## ASSIGNED TASK
Which lines of the entries contain the string "instance"? Please find them and copy them.

## DATA EXCERPTS
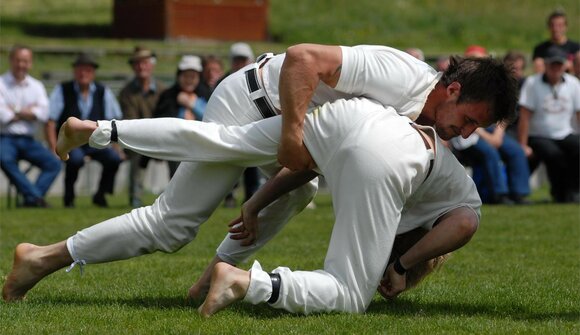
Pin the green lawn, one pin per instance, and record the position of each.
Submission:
(437, 27)
(519, 275)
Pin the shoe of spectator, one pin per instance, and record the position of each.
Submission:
(520, 200)
(99, 200)
(501, 199)
(37, 203)
(573, 197)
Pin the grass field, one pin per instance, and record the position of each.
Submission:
(519, 275)
(437, 27)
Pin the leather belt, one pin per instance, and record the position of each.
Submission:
(257, 93)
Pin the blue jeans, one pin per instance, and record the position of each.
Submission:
(15, 148)
(492, 162)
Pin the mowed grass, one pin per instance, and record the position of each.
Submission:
(519, 275)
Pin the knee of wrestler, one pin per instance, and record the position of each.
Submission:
(306, 192)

## RESPONSE TO THIS EXERCISE
Pin the green lawn, one pin per instance, and record the position of each.
Pin the shoe of spectator, one pin per instance, and record the position of each.
Pin the grass field, one pin per instance, and record the position of each.
Pin the leather belt, one pin per instance, and record the position of each.
Pin the blue jeans, one pin per instance, and record the position of each.
Pin the mowed grass, one pin per instance, and record the position of each.
Pin the knee of wrestler, one pin per instance, and record the position of each.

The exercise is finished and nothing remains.